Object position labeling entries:
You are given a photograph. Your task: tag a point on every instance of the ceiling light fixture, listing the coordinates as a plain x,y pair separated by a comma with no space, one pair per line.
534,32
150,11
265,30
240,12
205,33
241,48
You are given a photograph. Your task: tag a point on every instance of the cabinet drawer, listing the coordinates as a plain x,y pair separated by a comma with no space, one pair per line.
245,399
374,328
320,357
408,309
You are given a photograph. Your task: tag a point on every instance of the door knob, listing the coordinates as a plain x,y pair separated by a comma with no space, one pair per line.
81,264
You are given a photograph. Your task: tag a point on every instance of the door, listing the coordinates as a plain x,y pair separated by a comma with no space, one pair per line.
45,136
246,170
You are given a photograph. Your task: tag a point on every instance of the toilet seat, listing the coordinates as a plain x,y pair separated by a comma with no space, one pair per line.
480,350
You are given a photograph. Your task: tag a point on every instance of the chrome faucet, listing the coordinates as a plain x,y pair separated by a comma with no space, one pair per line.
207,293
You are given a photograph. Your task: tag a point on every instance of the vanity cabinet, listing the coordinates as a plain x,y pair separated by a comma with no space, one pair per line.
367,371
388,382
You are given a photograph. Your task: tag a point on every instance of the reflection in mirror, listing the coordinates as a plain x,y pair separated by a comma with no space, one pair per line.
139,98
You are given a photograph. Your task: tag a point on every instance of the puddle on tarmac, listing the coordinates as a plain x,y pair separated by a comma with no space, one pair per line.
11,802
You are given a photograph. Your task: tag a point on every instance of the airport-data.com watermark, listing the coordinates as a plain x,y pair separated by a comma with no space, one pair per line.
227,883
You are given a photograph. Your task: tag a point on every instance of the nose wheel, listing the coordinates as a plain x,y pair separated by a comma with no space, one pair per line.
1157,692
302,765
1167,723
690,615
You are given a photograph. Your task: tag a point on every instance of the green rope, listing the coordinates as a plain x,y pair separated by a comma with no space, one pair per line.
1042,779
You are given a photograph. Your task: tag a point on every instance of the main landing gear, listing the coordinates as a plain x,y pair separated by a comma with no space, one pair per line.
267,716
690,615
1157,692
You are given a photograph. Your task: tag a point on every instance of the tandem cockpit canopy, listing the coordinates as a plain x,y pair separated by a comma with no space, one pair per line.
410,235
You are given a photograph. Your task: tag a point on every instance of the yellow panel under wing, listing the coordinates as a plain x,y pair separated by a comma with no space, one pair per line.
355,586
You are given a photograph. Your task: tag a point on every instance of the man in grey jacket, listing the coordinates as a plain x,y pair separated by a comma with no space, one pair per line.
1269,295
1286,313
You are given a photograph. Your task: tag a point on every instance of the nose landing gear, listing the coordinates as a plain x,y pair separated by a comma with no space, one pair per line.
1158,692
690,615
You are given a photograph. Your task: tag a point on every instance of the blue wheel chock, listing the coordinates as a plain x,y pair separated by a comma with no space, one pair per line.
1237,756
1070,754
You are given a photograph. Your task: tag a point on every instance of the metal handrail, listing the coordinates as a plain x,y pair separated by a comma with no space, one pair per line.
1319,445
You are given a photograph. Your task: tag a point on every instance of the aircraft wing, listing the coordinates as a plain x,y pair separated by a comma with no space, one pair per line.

### Instructions to follow
Reproduce the rows word for word, beginning with the line that contains "of the tandem" and running through the end of the rows, with that first line and the final line both included.

### Solution to the exercise
You are given a photograph. Your task: tag a point on every instance of the tandem cockpit canopy, listing the coordinates as a plain x,y pair separated by a comma with no space, one pair per line.
410,235
You are given a photograph. Your task: tag a point on every instance of the yellow panel under wing, listing the coordinates as a plain x,y pair separated by a comma with no space, one pair per line.
355,586
You are given a photograph. Your task: tag a point on every instance of the man in grey jacket, listing the coordinates as a plain x,y pair separated by a comma with no space, one pair per line.
1269,295
1286,313
You are given a photograph. Your task: tag a point on every instance of the nose landing gear, listing the coordinates as a plain x,y pair separated by a comma with no space, one pair per line.
1158,692
690,615
You are given a photograph. Your task: tag a point on every instance of the blue wheel chock, listing the coordinates as a plain x,y pair separated by a comma with no space, one pair per line.
1237,756
1070,754
You are given a photograph. Your task: tag a point on every instance of the metal handrail, listing the coordinates as a plain x,y pair separated by a comma with no space, one pair per line.
1319,445
You are given a photograph. Your task: tag a point on every instance of the aircraft wing, listing the coordinates as a plain x,y pair separated by a comma with no space, one pair per line.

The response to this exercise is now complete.